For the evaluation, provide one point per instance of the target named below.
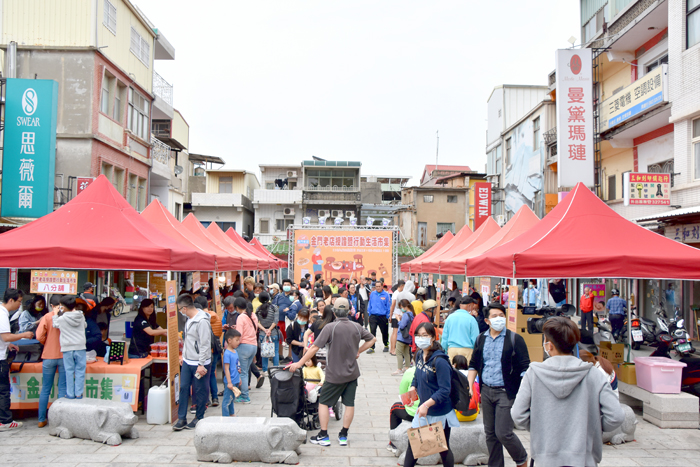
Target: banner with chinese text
(343, 253)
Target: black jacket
(513, 364)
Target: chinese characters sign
(650, 189)
(54, 282)
(643, 95)
(29, 157)
(482, 203)
(574, 117)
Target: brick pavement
(31, 446)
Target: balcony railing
(162, 88)
(160, 151)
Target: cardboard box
(627, 373)
(614, 353)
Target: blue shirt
(616, 306)
(232, 359)
(492, 373)
(460, 331)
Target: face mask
(498, 323)
(422, 342)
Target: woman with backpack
(403, 339)
(432, 385)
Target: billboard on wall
(343, 253)
(574, 81)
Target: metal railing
(160, 151)
(162, 88)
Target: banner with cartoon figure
(343, 253)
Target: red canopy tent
(261, 263)
(259, 247)
(156, 214)
(582, 237)
(98, 229)
(415, 265)
(444, 262)
(523, 221)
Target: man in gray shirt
(342, 369)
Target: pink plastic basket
(659, 375)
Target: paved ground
(368, 436)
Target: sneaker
(325, 441)
(180, 425)
(12, 425)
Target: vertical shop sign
(482, 201)
(29, 156)
(575, 136)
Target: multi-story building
(226, 199)
(102, 54)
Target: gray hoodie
(566, 404)
(197, 338)
(72, 326)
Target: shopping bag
(427, 440)
(267, 348)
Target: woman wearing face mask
(295, 334)
(431, 383)
(563, 384)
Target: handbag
(427, 440)
(267, 348)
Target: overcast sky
(279, 81)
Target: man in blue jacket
(379, 309)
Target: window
(444, 227)
(139, 115)
(692, 23)
(140, 47)
(508, 146)
(656, 63)
(612, 194)
(110, 17)
(282, 224)
(225, 184)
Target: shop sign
(574, 117)
(688, 233)
(645, 94)
(29, 155)
(649, 189)
(54, 282)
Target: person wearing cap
(426, 316)
(379, 309)
(342, 369)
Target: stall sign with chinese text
(29, 155)
(574, 117)
(54, 282)
(646, 189)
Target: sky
(276, 82)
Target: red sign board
(482, 203)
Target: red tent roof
(450, 260)
(583, 237)
(414, 266)
(160, 218)
(260, 263)
(259, 247)
(98, 229)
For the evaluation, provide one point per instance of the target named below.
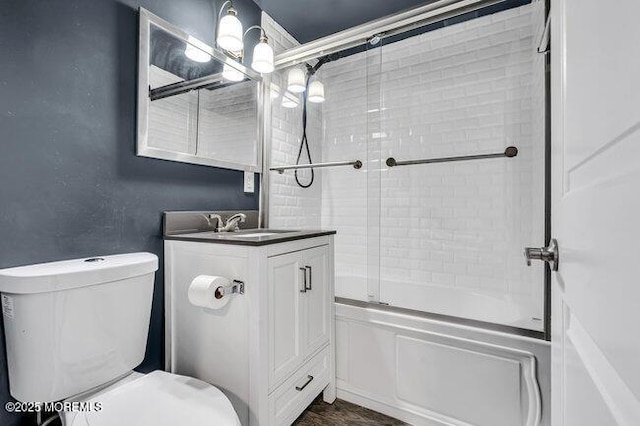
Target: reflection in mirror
(200, 107)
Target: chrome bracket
(236, 288)
(546, 254)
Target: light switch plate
(248, 182)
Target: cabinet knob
(304, 280)
(308, 268)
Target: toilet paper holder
(236, 288)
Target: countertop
(274, 236)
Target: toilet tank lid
(68, 274)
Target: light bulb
(289, 100)
(230, 32)
(316, 92)
(296, 80)
(195, 50)
(231, 74)
(262, 57)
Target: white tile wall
(291, 206)
(474, 87)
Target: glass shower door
(451, 234)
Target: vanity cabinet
(271, 349)
(298, 309)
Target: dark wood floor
(342, 413)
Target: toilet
(76, 329)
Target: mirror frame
(143, 149)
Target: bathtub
(502, 309)
(427, 371)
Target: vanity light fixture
(231, 38)
(262, 61)
(289, 100)
(296, 80)
(231, 74)
(229, 29)
(316, 92)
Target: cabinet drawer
(290, 399)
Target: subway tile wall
(291, 206)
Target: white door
(596, 212)
(285, 312)
(316, 299)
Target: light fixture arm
(227, 2)
(263, 37)
(222, 9)
(263, 33)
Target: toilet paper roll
(205, 291)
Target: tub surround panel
(440, 373)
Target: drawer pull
(308, 268)
(309, 379)
(304, 277)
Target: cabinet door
(286, 274)
(316, 299)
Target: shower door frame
(387, 26)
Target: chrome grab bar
(357, 164)
(510, 151)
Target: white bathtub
(507, 310)
(431, 372)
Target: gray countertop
(248, 237)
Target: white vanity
(270, 349)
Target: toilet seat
(157, 399)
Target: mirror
(195, 104)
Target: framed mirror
(195, 104)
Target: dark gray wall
(70, 183)
(308, 20)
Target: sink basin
(255, 234)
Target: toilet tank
(73, 325)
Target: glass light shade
(231, 74)
(316, 92)
(262, 58)
(296, 81)
(230, 33)
(289, 100)
(195, 50)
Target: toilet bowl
(74, 332)
(155, 399)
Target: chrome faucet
(232, 223)
(218, 218)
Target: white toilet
(75, 330)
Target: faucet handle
(219, 223)
(232, 221)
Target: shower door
(443, 238)
(451, 234)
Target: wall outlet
(248, 182)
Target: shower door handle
(546, 254)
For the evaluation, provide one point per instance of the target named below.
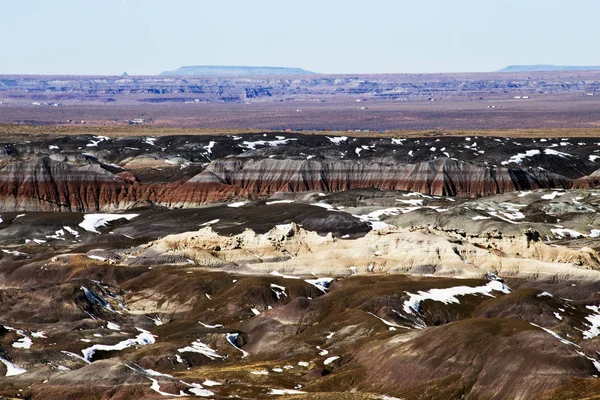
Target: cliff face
(55, 174)
(442, 176)
(46, 185)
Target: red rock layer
(47, 185)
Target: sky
(146, 37)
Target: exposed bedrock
(443, 176)
(43, 184)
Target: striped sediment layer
(43, 184)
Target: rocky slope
(113, 174)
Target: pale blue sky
(329, 36)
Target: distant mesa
(212, 70)
(546, 67)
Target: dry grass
(8, 130)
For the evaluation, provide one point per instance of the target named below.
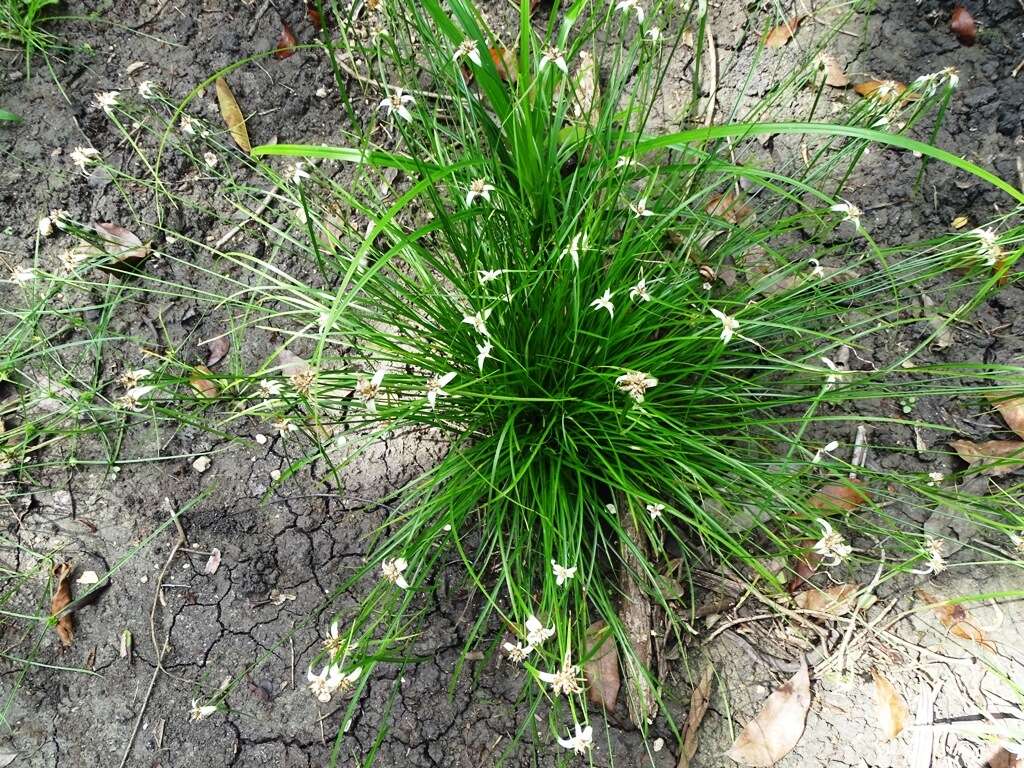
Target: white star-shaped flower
(392, 570)
(397, 103)
(564, 681)
(201, 712)
(555, 56)
(468, 49)
(537, 633)
(729, 325)
(581, 741)
(562, 573)
(640, 209)
(478, 187)
(482, 353)
(478, 321)
(850, 212)
(107, 100)
(639, 292)
(604, 302)
(435, 388)
(832, 547)
(368, 390)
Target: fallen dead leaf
(955, 619)
(218, 350)
(1012, 411)
(963, 26)
(839, 498)
(203, 386)
(601, 669)
(990, 456)
(699, 700)
(835, 601)
(123, 245)
(884, 90)
(783, 33)
(728, 206)
(833, 71)
(286, 43)
(507, 64)
(233, 119)
(891, 707)
(213, 563)
(61, 599)
(777, 728)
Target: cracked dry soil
(300, 540)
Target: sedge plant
(638, 343)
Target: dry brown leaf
(835, 601)
(232, 116)
(218, 350)
(213, 563)
(884, 90)
(204, 387)
(955, 619)
(123, 245)
(777, 728)
(507, 64)
(833, 71)
(601, 669)
(781, 34)
(699, 700)
(990, 456)
(61, 599)
(728, 206)
(286, 43)
(839, 498)
(963, 26)
(1013, 413)
(891, 707)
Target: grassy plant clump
(22, 24)
(639, 344)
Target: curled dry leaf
(61, 599)
(835, 601)
(782, 34)
(124, 246)
(507, 64)
(990, 457)
(699, 700)
(213, 563)
(963, 26)
(233, 119)
(203, 386)
(601, 669)
(1013, 413)
(728, 206)
(833, 71)
(777, 728)
(955, 619)
(891, 707)
(218, 350)
(286, 43)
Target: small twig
(160, 650)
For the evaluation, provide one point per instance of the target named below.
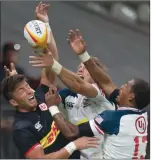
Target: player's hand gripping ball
(37, 34)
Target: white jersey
(126, 131)
(81, 109)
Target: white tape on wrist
(71, 147)
(84, 57)
(56, 67)
(53, 110)
(48, 30)
(48, 26)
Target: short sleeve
(85, 130)
(25, 141)
(113, 96)
(101, 101)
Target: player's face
(83, 73)
(126, 94)
(24, 97)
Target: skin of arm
(100, 77)
(47, 76)
(39, 153)
(76, 84)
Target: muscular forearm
(61, 154)
(100, 77)
(73, 81)
(47, 73)
(69, 130)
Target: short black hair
(9, 84)
(141, 89)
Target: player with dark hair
(125, 128)
(34, 131)
(104, 81)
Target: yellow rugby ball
(36, 33)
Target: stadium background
(117, 33)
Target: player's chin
(32, 103)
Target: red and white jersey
(126, 133)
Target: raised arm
(31, 148)
(70, 79)
(69, 130)
(47, 76)
(98, 74)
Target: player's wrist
(48, 26)
(70, 148)
(53, 110)
(84, 57)
(56, 67)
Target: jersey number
(136, 150)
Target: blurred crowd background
(116, 32)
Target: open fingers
(71, 36)
(78, 33)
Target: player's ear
(13, 102)
(131, 96)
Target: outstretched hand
(76, 41)
(43, 61)
(42, 12)
(10, 72)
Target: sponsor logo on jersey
(140, 125)
(69, 105)
(51, 137)
(43, 107)
(86, 102)
(99, 119)
(38, 126)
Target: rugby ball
(37, 34)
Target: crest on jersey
(86, 102)
(43, 107)
(140, 125)
(38, 126)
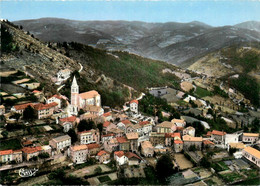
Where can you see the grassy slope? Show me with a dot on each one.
(129, 69)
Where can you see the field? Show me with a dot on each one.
(13, 144)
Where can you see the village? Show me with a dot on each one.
(99, 144)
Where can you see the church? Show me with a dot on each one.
(82, 100)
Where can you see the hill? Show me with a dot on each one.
(171, 42)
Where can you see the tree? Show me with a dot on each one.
(73, 135)
(29, 113)
(164, 167)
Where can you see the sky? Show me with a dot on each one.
(212, 12)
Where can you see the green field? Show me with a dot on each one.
(13, 144)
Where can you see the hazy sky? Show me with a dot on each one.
(215, 13)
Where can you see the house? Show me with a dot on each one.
(133, 159)
(111, 145)
(107, 137)
(208, 144)
(218, 137)
(68, 123)
(189, 141)
(6, 156)
(107, 116)
(2, 109)
(30, 152)
(64, 74)
(78, 153)
(166, 127)
(189, 131)
(107, 125)
(178, 145)
(179, 122)
(123, 125)
(124, 145)
(147, 149)
(157, 138)
(169, 138)
(231, 138)
(20, 108)
(81, 100)
(120, 157)
(252, 155)
(95, 110)
(250, 137)
(93, 149)
(103, 156)
(145, 128)
(55, 98)
(134, 106)
(133, 139)
(117, 132)
(45, 111)
(60, 143)
(90, 136)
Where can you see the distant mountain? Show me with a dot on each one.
(171, 42)
(250, 25)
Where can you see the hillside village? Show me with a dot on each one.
(207, 131)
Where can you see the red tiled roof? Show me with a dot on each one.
(119, 153)
(101, 153)
(41, 106)
(5, 152)
(207, 142)
(144, 122)
(121, 139)
(134, 101)
(126, 121)
(68, 119)
(107, 114)
(131, 155)
(178, 141)
(23, 106)
(93, 146)
(106, 124)
(219, 133)
(30, 150)
(172, 135)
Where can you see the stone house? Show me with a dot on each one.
(103, 156)
(169, 138)
(120, 157)
(55, 98)
(90, 136)
(107, 125)
(133, 140)
(93, 149)
(124, 145)
(2, 109)
(147, 149)
(189, 141)
(60, 143)
(45, 111)
(250, 138)
(30, 152)
(68, 123)
(189, 131)
(157, 138)
(252, 155)
(133, 159)
(166, 127)
(134, 106)
(78, 153)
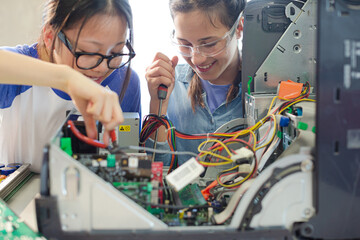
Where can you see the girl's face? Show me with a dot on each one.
(102, 34)
(195, 28)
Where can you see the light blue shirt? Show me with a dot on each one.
(203, 120)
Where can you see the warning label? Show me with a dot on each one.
(124, 128)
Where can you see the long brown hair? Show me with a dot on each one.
(228, 11)
(63, 14)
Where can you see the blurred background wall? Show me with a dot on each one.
(20, 21)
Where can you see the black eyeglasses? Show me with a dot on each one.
(86, 60)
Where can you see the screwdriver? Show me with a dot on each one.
(162, 92)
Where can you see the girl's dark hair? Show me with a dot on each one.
(63, 14)
(228, 12)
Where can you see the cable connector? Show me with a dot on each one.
(242, 155)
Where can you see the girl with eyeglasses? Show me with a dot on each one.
(93, 37)
(205, 93)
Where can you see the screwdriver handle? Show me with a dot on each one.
(162, 91)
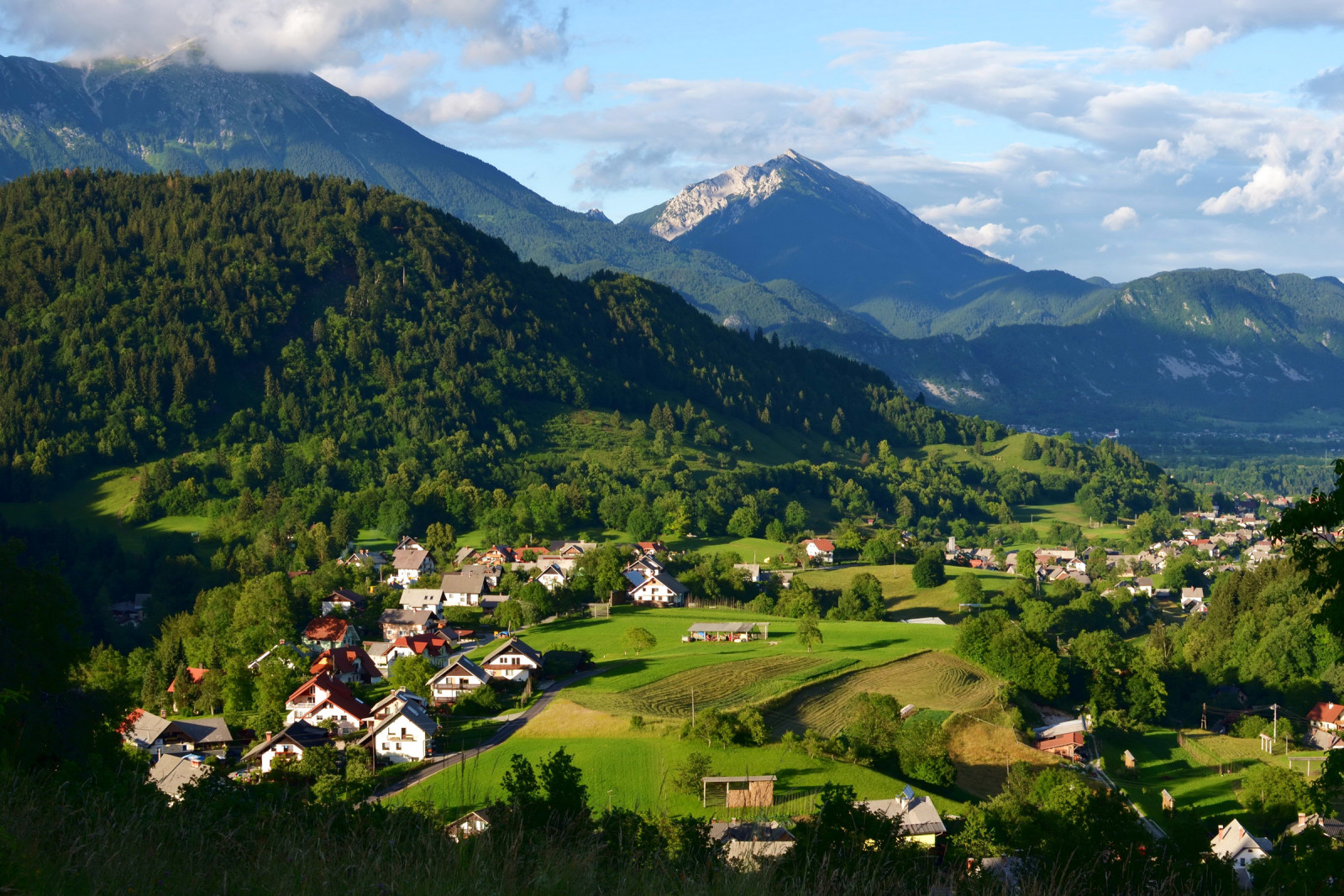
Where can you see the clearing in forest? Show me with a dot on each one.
(723, 685)
(929, 680)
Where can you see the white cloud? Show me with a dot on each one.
(967, 206)
(280, 35)
(1121, 219)
(476, 107)
(578, 83)
(979, 237)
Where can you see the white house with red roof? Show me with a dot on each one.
(1236, 844)
(326, 633)
(514, 661)
(323, 698)
(820, 550)
(433, 647)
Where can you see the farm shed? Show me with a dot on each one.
(738, 792)
(729, 631)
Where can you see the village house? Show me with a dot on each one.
(171, 774)
(286, 746)
(467, 587)
(324, 699)
(195, 678)
(327, 633)
(456, 680)
(920, 819)
(156, 735)
(410, 560)
(551, 578)
(1327, 718)
(749, 842)
(403, 735)
(347, 665)
(820, 550)
(514, 661)
(433, 647)
(429, 600)
(1236, 844)
(660, 590)
(472, 824)
(343, 600)
(365, 559)
(398, 622)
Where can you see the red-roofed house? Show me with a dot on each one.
(820, 550)
(324, 698)
(1327, 716)
(327, 633)
(434, 647)
(347, 665)
(1065, 745)
(197, 678)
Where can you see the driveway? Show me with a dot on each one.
(506, 731)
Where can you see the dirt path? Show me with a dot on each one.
(507, 730)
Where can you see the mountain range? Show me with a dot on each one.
(790, 246)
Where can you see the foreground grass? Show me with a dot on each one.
(633, 768)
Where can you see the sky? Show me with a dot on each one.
(1115, 137)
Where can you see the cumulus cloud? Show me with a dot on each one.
(578, 83)
(1121, 217)
(281, 35)
(472, 105)
(964, 207)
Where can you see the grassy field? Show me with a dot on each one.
(633, 768)
(1193, 777)
(927, 680)
(904, 598)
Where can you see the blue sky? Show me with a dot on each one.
(1116, 137)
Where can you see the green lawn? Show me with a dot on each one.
(633, 768)
(1163, 765)
(904, 598)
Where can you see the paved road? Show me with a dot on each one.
(514, 723)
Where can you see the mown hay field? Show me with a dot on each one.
(927, 680)
(723, 685)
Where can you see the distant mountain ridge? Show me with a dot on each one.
(796, 219)
(790, 246)
(181, 113)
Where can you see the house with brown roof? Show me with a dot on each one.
(820, 550)
(433, 647)
(178, 736)
(286, 746)
(347, 665)
(410, 560)
(1327, 716)
(396, 622)
(327, 633)
(343, 600)
(514, 661)
(456, 680)
(1072, 746)
(326, 699)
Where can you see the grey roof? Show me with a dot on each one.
(918, 815)
(174, 773)
(514, 644)
(420, 597)
(300, 732)
(400, 616)
(732, 627)
(470, 668)
(464, 582)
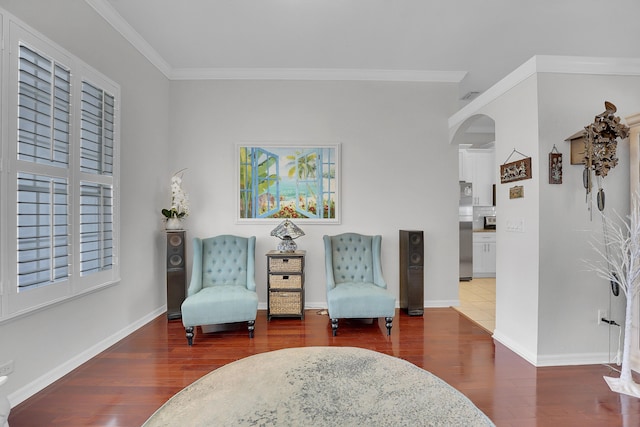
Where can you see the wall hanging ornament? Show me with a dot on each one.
(600, 151)
(555, 166)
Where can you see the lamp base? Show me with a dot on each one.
(287, 245)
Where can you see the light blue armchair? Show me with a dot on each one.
(222, 287)
(355, 286)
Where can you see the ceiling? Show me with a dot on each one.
(475, 42)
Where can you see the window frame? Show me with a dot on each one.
(12, 302)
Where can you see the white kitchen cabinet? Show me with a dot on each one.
(483, 177)
(465, 165)
(484, 254)
(478, 167)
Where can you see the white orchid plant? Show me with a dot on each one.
(179, 201)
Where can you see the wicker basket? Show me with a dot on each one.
(292, 265)
(285, 303)
(285, 282)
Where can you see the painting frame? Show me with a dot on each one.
(515, 171)
(299, 181)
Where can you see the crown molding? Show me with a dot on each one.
(548, 64)
(104, 9)
(114, 19)
(317, 74)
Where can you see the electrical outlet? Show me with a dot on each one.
(6, 368)
(602, 313)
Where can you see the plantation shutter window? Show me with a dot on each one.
(43, 110)
(96, 148)
(43, 234)
(61, 150)
(96, 227)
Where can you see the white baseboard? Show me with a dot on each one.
(538, 361)
(55, 374)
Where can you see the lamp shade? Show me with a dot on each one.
(287, 231)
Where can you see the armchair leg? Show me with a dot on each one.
(389, 324)
(189, 331)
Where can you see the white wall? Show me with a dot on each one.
(570, 294)
(547, 297)
(517, 264)
(47, 343)
(397, 170)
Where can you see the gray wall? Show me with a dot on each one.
(547, 297)
(398, 172)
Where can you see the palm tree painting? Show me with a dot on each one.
(288, 182)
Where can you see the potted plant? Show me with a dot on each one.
(622, 269)
(179, 208)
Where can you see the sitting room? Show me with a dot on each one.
(345, 118)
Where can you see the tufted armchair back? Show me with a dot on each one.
(354, 258)
(226, 260)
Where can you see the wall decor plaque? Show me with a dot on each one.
(555, 166)
(515, 171)
(516, 192)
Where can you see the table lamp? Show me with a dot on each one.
(287, 231)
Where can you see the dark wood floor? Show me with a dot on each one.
(126, 383)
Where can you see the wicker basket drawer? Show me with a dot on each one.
(285, 303)
(285, 281)
(292, 265)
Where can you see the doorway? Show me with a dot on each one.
(476, 139)
(478, 301)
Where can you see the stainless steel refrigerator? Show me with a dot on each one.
(466, 231)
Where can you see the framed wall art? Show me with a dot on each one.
(515, 171)
(288, 181)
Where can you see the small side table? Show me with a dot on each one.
(285, 284)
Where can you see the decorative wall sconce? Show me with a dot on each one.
(555, 166)
(600, 150)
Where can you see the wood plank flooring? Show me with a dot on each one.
(126, 383)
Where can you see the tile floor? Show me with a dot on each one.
(478, 301)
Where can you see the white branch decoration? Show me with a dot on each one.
(622, 267)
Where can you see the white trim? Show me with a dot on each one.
(332, 74)
(114, 19)
(570, 359)
(515, 347)
(55, 374)
(547, 64)
(441, 303)
(573, 359)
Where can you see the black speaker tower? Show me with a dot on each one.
(412, 272)
(176, 273)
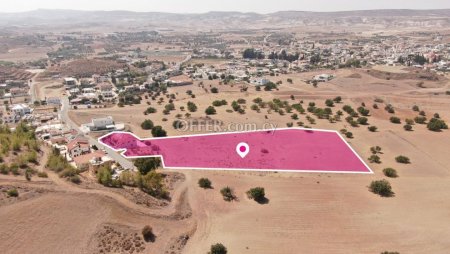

═══

- [TASK STATEMENT] Count the lines in the records above that contain the word "woman", with case counting. Reply with the number alone.

- [EXERCISE ANSWER] 2